Data provided:
** START **

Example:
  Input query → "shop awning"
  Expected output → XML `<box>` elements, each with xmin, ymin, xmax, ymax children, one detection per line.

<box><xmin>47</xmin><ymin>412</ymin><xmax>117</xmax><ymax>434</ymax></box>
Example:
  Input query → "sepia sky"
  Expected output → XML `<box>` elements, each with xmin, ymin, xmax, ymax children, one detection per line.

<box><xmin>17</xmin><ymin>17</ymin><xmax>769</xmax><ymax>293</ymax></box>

** END **

What the exercise asks: Recast every line of the records above as a JSON list of strings, one string per line, with blank lines left out.

Reply to the task:
[
  "Example:",
  "  Input query → \"shop awning\"",
  "  Expected output → XML `<box>` elements, each with xmin, ymin, xmax, ymax children, one detection per line.",
  "<box><xmin>47</xmin><ymin>412</ymin><xmax>117</xmax><ymax>434</ymax></box>",
  "Example:",
  "  Input query → \"sepia sky\"",
  "  Expected output → XML `<box>` elements, each with xmin, ymin, xmax, ymax children, one detection per line.",
  "<box><xmin>17</xmin><ymin>17</ymin><xmax>769</xmax><ymax>293</ymax></box>"
]